__Action item__:
Could you output every record again, exactly as given?

__Records for the exercise__:

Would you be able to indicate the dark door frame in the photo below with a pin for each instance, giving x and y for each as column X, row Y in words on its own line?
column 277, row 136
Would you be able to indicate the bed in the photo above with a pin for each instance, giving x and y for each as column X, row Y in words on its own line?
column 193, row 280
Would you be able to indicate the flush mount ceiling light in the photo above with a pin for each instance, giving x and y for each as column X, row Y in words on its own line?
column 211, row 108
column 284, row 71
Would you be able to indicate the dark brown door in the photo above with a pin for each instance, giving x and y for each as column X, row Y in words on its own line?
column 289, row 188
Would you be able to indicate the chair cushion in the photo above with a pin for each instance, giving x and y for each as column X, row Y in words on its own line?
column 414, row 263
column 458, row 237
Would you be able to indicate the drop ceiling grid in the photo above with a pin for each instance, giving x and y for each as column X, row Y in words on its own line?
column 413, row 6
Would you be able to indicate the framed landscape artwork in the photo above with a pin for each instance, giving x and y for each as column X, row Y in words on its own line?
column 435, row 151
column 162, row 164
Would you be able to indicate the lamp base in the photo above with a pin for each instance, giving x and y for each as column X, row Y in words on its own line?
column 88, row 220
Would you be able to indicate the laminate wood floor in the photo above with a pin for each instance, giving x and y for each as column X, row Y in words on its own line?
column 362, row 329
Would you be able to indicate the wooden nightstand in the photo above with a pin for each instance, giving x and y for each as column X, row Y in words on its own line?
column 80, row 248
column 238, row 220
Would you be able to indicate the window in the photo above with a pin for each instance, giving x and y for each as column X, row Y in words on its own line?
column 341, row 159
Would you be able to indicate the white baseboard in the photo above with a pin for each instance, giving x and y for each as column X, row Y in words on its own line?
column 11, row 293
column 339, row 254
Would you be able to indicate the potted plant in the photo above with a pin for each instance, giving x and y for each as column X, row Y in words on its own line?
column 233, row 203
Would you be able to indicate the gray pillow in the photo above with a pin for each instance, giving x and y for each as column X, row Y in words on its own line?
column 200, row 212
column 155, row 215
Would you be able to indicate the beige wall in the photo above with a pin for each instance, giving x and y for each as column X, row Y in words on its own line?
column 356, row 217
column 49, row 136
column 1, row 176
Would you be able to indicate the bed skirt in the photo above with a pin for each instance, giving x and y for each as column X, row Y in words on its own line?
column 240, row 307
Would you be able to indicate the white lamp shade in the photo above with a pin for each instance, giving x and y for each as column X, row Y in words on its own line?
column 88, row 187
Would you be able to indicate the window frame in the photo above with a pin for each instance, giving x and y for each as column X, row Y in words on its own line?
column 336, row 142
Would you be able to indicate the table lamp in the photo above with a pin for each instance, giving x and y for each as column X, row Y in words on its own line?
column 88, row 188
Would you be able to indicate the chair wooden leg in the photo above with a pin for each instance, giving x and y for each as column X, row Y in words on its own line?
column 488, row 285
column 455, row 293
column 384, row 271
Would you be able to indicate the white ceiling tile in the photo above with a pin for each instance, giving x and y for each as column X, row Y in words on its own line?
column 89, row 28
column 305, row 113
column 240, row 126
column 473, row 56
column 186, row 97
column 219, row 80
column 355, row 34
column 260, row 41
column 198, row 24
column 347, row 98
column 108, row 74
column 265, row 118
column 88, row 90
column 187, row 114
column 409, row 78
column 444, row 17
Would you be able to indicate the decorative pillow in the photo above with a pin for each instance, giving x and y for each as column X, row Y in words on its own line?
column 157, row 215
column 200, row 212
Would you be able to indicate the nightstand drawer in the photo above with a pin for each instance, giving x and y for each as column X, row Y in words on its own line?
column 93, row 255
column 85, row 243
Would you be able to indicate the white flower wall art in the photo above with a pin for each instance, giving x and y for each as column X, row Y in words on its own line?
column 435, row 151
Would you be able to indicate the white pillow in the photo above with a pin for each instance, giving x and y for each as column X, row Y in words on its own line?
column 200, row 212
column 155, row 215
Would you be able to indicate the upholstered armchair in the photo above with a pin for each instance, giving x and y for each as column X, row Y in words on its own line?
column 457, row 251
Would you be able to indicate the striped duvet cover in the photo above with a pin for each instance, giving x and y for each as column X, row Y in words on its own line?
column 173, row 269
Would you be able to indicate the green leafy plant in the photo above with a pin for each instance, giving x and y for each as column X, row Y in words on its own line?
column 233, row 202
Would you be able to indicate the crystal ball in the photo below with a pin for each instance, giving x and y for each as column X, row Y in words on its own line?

__Result of the task__:
Would you be able to indicate the dark door frame in the photo below with a pin for each instance, giving x and y for each as column X, row Y in words on its own line?
column 277, row 136
Would you be able to indicate the bed in the photo above with a pin for each instance, giving x and y for each as column X, row Y in words on its own line?
column 193, row 280
Would you be able to indicate the flush mount ceiling light in the photo above with a pin for each instance, giving x and y for each as column X, row Y in words on its own line?
column 211, row 108
column 284, row 71
Would you be able to indicate the dark brown door in the photo above with a pin for each instance, giving x and y for each as column X, row Y in words on its own line?
column 289, row 188
Would you be able to indicate the chair cushion in the photo above with a pin for each instance, giving x and y for each as column X, row Y in words on its own line?
column 414, row 263
column 458, row 237
Would you be able to indicate the drop ceiling grid in the photo above with a pin for each instance, giving x and y for each as column X, row Y in words on its own line?
column 413, row 6
Would you be able to indicate the framed landscape artwork in the photo above with a pin for each instance, giving x and y for each as column X, row Y in words on its own line?
column 435, row 151
column 162, row 164
Would you be able to indicate the lamp base in the photo above with a pin for each instance, giving x and y for each as column X, row Y in words on its own line?
column 88, row 220
Would you be able to indicate the laminate wood floor in the photo above with a pin for each instance, giving x and y for each as column X, row Y in words on its own line?
column 362, row 329
Would you be able to indicate the wooden nightstand in the photo above with a pin for each instance, giving x and y for each as column X, row Y in words on its own line?
column 80, row 248
column 238, row 220
Would you be able to indicate the window in the photo above with a pin for each instance, giving x and y for each as column X, row Y in words on its own line?
column 341, row 159
Would you be able to indicate the white baseboard in the photo above with a pin for each instance, giving x and y for each as column X, row Y in words on its own line?
column 11, row 293
column 339, row 254
Would you be able to indicate the potted plant in the photo above with a pin for each instance, giving x and y for each as column X, row Y in words on its own line?
column 233, row 203
Would you be able to indicate the gray pillow in the photo above with a pin for each instance, giving x and y for each as column X, row Y in words on its own line?
column 200, row 212
column 155, row 215
Would you be able to indicate the beige wall in the photo above with a pin for each instance, giving x and y for each as column X, row Y in words on its own line?
column 356, row 217
column 49, row 136
column 1, row 176
Would you be able to indicate the bed skirt in the photo above with a pin for each instance, giving x and y for each as column X, row Y in words on its own line?
column 240, row 307
Would you be able to indicate the white lamp shade in the photo above with a pin for each instance, giving x and y for each as column X, row Y in words on its own line?
column 88, row 187
Would you be able to indicate the window frame in the photo above with a pin for each instance, giving x and y for each as column X, row Y in words on its own line?
column 336, row 142
Would you be able to indicate the table lamp in the photo above with a pin for each instance, giving x and y for each as column X, row Y in words on its own line?
column 88, row 188
Would you be able to indicate the chair wooden leg in the photo above with a pin for each instance, giving x and y for each as column X, row Y in words on its own line?
column 488, row 285
column 455, row 293
column 384, row 271
Would you be able to indicate the white ceiling tile in the photo above with a pin for each instance, giving x and y for each as column X, row Y in words on its own line?
column 89, row 28
column 305, row 113
column 240, row 126
column 473, row 56
column 186, row 97
column 219, row 80
column 355, row 34
column 260, row 41
column 198, row 24
column 347, row 98
column 108, row 74
column 265, row 118
column 88, row 90
column 187, row 114
column 409, row 78
column 444, row 17
Would you be able to indicate the decorative pillow in the photo above with a pin for each instance, giving x and y for each as column X, row Y in words on its own line?
column 157, row 215
column 200, row 212
Would you be able to indicate the nightstand drawer in the photo above with a pin for each instance, giving x and y for each as column X, row Y in words on its own line?
column 93, row 255
column 85, row 243
Would you be able to indicate the white flower wall art in the photo above with a pin for each instance, giving x and y for each as column X, row Y in words on its own line?
column 435, row 151
Would you be able to indicate the white pillow in the photo above with a pin for each instance, giving x and y for each as column X, row Y in words on its own line?
column 200, row 212
column 155, row 215
Would you be able to indicate the upholstered armchair in the photo above with a pin for each instance, giving x and y for each as column X, row Y in words on its own line?
column 457, row 251
Would you be able to indicate the striped duvet cover in the photo above with a pin for each instance, giving x and y for each as column X, row Y in words on its own line?
column 173, row 269
Would you be able to indicate the green leafy plant in the photo above with a pin for each instance, giving x and y for each as column X, row Y in words on its own line?
column 233, row 202
Would you be able to indicate the crystal ball in the photo below with a pin for each instance, giving x and y for each as column X, row Y in words on its own line?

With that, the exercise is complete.